TEXT SECTION:
7. May 30: Swift as a gazelle and faster than Abbott, Pyne flees Thomson vote
Thomson votes with the Coalition, so alarming Tony Abbott's troops that Abbott and Christopher Pyne rush for the door to avoided being tainted. Pyne, boasting he's as fast as a gazelle, makes it out of Parliament but Abbott is forced by Speaker Anna Burke to stay.
8. June 27-28: Parliament fiddles as asylum seekers' boats sink
Emotions run high as the Parliament debates what to do about asylum seekers following the sinking of two crowded boats, leaving an indeterminate number of asylum seekers dead. The parties fail to agree, the Greens combine with the Coalition in the Senate to vote down a proposal to allow off-shore processing in Malaysia and Nauru, and the Parliament closes for the winter with no solution reached.
9. July 1: Carbon tax introducedThe carbon tax Gillard promised would never happen under her government is introduced. Labor ridicules Abbott for forecasting doom to industrial cities like Whyalla and Labor Minister Craig Emerson breaks in to satirical song, re-writing Skyhooks' ''Horror Movie'' with lines like ''No Whyalla Wipe-out, there on my TV''.
10. 13 August: Everything old is Nauru again
An expert panel headed by former military chief Angus Houston recommends re-opening Nauru and Manus Island to house asylum seekers, saying such a policy would be ''hard-headed but not hard-hearted''. The asylum seekers would stay on these offshore islands for the time it would normally take to be processed in foreign countries - up to five years. Human rights advocates are horrified, but Gillard Labor and the Abbott Coalition rush to embrace the idea.

INSTRUCTIONS TO FOLLOW: Carry on the numbered rundown of Australian federal political events, starting after item 10 on Nauru and Manus Island.

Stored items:
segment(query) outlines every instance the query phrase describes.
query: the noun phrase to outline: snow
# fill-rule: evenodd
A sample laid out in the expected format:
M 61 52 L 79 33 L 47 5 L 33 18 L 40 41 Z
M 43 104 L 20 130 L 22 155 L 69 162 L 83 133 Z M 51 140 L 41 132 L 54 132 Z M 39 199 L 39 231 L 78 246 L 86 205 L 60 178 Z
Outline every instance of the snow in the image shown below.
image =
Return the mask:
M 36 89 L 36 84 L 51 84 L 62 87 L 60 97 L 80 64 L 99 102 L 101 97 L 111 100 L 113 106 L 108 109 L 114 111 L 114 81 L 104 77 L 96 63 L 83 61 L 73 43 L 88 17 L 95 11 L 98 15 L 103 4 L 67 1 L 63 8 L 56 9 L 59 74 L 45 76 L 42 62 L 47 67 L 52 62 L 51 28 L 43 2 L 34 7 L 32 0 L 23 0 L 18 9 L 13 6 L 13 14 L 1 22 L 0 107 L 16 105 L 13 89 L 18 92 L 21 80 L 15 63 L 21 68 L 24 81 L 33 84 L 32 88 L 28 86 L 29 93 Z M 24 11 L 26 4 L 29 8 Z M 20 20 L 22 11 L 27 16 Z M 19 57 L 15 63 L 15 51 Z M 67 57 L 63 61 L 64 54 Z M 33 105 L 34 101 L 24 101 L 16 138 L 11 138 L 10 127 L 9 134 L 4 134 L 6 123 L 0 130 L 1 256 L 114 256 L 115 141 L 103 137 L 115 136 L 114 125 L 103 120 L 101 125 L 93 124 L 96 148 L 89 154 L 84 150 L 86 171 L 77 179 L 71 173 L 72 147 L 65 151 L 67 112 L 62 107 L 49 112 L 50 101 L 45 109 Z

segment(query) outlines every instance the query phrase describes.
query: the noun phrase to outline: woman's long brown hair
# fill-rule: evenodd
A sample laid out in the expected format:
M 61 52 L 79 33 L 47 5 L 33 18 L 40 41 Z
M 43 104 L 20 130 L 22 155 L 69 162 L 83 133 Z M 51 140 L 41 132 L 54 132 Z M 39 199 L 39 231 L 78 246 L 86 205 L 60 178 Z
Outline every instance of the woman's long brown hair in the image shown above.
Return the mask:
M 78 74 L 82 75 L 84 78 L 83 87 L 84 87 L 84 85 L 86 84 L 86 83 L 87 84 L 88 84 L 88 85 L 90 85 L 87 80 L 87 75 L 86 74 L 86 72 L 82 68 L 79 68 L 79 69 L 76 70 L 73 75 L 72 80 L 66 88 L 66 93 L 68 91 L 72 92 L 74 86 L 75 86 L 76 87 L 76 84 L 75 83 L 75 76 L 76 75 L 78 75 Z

--

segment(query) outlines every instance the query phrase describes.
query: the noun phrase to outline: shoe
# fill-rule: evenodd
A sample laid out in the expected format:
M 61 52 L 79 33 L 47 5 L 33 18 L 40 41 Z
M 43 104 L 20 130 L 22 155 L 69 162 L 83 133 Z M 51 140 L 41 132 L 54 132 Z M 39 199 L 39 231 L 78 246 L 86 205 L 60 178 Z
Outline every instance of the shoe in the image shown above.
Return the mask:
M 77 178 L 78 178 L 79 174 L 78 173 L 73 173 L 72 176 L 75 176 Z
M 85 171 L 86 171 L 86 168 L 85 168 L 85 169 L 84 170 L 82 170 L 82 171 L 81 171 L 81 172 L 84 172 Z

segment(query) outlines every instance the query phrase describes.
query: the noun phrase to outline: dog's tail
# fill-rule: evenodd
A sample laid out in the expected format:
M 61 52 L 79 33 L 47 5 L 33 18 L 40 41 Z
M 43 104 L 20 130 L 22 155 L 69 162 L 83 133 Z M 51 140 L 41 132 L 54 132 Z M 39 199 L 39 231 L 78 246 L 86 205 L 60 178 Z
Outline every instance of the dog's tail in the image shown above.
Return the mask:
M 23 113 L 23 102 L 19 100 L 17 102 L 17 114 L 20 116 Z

--

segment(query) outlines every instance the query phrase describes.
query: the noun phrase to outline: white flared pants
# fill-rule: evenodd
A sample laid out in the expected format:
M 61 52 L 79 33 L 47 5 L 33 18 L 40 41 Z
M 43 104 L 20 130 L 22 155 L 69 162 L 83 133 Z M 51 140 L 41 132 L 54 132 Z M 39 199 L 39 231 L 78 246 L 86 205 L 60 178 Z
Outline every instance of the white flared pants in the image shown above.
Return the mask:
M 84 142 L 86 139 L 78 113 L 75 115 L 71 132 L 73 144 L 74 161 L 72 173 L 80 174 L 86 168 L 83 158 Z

ANSWER TO THIS TASK:
11. September 8: Julia Gillard's father dies. Alan Jones loses any sense of decency
Julia Gillard flies home from the APEC forum in Seoul to mourn the death of her loved father, John. Ms Gillard gives a moving tribute to her father in Parliament on September 19. Ten days later the Sydney radio parrot Alan Jones finds himself disgraced and loses advertisers in droves when it is revealed he said Ms Gillard's father ''died of shame'' because of the ''lies'' she told . Tony Abbott is criticised for failing to criticise Jones quickly enough and hard enough.
12. October 10: The misogyny speech
While arguing against a motion to force Slipper from the Speakership, Gillard launches a full-blown attack on Abbott, accusing him of misogyny. ''I say to the Leader of the Opposition I will not be lectured about sexism and misogyny by this man. I will not. Because if he wants to know what misogyny looks like in modern Australia, he doesn't need a motion in the House of Representatives, he needs a mirror.'' The speech goes viral on the internet and the Canberra press gallery is accused of failing to recognise the importance of the moment. Ms Gillard's poll figures start picking up.
13. November 29: The (ancient) AWU Slush Fund Affair
After months of claims about Gillard's role in helping establish an association when she was a young lawyer 20 years ago - which her then boyfriend Bruce Wilson is alleged to have used to steal hundreds of thousands of dollars (though he blames another old union colleague, Ralph Blewitt) - the opposition launches a parliamentary attack on Gillard, who stonewalls, declaring it has all been explained and she did nothing wrong. On the last day of the parliamentary year, Abbott and Pyne accuse her of ''criminal'' behaviour. She moves to suspend parliamentary orders to give Abbott 15 minutes to substantiate the claim. He tones it down, and she spends 15 minutes accusing him of failing to produce any evidence. Parliament closes down for the summer, an election awaiting in 2013.